The exercise → Please set down every one of the records below word for word, leaving out the pictures.
+++
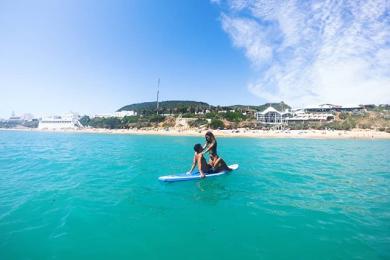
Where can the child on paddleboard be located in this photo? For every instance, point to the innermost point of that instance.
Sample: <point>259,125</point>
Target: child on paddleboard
<point>200,161</point>
<point>218,164</point>
<point>211,144</point>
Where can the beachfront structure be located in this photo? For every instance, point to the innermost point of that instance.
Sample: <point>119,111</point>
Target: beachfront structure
<point>67,121</point>
<point>302,117</point>
<point>271,116</point>
<point>329,108</point>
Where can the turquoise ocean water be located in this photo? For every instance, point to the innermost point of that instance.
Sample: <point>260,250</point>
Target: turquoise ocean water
<point>91,196</point>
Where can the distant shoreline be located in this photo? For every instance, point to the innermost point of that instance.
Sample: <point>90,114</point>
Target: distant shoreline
<point>304,134</point>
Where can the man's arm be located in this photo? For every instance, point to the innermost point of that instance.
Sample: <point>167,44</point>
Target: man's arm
<point>209,148</point>
<point>199,159</point>
<point>193,165</point>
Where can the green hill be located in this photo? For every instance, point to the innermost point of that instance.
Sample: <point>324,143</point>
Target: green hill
<point>173,105</point>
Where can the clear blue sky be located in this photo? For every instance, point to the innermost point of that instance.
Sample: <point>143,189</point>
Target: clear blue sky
<point>96,56</point>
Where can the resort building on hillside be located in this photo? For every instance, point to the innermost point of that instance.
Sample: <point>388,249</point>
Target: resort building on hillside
<point>68,121</point>
<point>272,116</point>
<point>329,108</point>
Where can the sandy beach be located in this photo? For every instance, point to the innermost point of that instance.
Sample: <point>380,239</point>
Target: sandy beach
<point>313,134</point>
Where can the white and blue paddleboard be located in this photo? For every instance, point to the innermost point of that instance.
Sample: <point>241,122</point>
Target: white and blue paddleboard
<point>194,175</point>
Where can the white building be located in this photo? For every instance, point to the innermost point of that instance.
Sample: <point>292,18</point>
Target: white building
<point>67,121</point>
<point>272,116</point>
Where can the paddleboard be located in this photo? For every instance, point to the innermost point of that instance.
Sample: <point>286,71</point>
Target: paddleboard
<point>194,175</point>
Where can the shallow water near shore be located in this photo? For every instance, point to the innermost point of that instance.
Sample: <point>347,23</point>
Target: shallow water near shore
<point>79,196</point>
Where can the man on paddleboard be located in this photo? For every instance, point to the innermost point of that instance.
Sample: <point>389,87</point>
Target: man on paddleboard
<point>200,161</point>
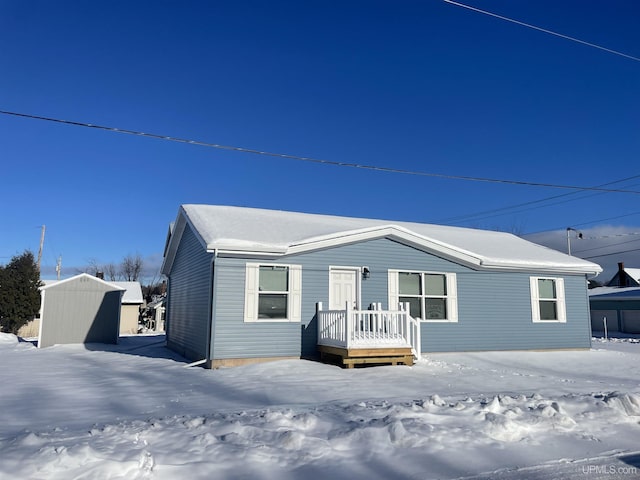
+++
Complete response →
Where can the child on paddleboard be located in this photo? For every instance, point to the innermost point of that instance.
Sample: <point>259,125</point>
Target: child on paddleboard
<point>200,161</point>
<point>218,164</point>
<point>211,144</point>
Where can the beachfront structure be located in this photo? For every instance, point to the innermost point of that instance.
Sample: <point>119,111</point>
Target: beachfront structure
<point>67,121</point>
<point>302,117</point>
<point>271,116</point>
<point>329,108</point>
Where can the turquoise ocean water be located in this photo? For every instance, point to the innermost point of that instance.
Sample: <point>260,250</point>
Target: turquoise ocean water
<point>91,196</point>
Where can the distant shoreline be located in this photo? For every instance, point to the innermost point of that instance.
Sample: <point>90,114</point>
Target: distant shoreline
<point>304,134</point>
Where can the man's arm be located in this photo? For every instance, point to the innermost point of that instance.
Sample: <point>167,44</point>
Target: man's arm
<point>209,148</point>
<point>199,159</point>
<point>193,165</point>
Where can the green hill be located in this photo? For every instance, point to the innermost point of that instance.
Sample: <point>324,143</point>
Target: green hill
<point>173,105</point>
Where can the clear blue sky be located in this photo? For every instance, point to the innermost point of that instance.
Sample: <point>143,189</point>
Target: clear blue sky
<point>96,56</point>
Where can the resort building on hillside be located in this photo? For every instance, point to the innermost point of that instance.
Sample: <point>388,249</point>
Target: resort building on hillside
<point>68,121</point>
<point>272,116</point>
<point>329,108</point>
Where can the sandy beach be located in this photo? For every instance, point to the innermost point of that instance.
Sample: <point>380,239</point>
Target: sandy beach
<point>313,134</point>
Where can the white and blue paddleboard be located in this photo? For every instance, point to the innermost point of that instance.
Sample: <point>241,122</point>
Target: white and blue paddleboard
<point>194,175</point>
Where can the white building be located in this photo? For every instance, point to the innermost point of that instance.
Sample: <point>292,18</point>
Target: white building
<point>67,121</point>
<point>272,116</point>
Where can the paddleboard be located in this photo? For every instance, point to the innermost point of that instance.
Sample: <point>286,71</point>
Target: paddleboard
<point>194,175</point>
Where can the shallow water near shore be located in this photo? For every instance, point to the innermost point of that instance.
Sample: <point>347,23</point>
Target: shallow water near shore
<point>79,196</point>
Where can the man on paddleboard be located in this photo? For every instance, point to the innermost point of that instance.
Sample: <point>389,87</point>
Target: man on paddleboard
<point>200,161</point>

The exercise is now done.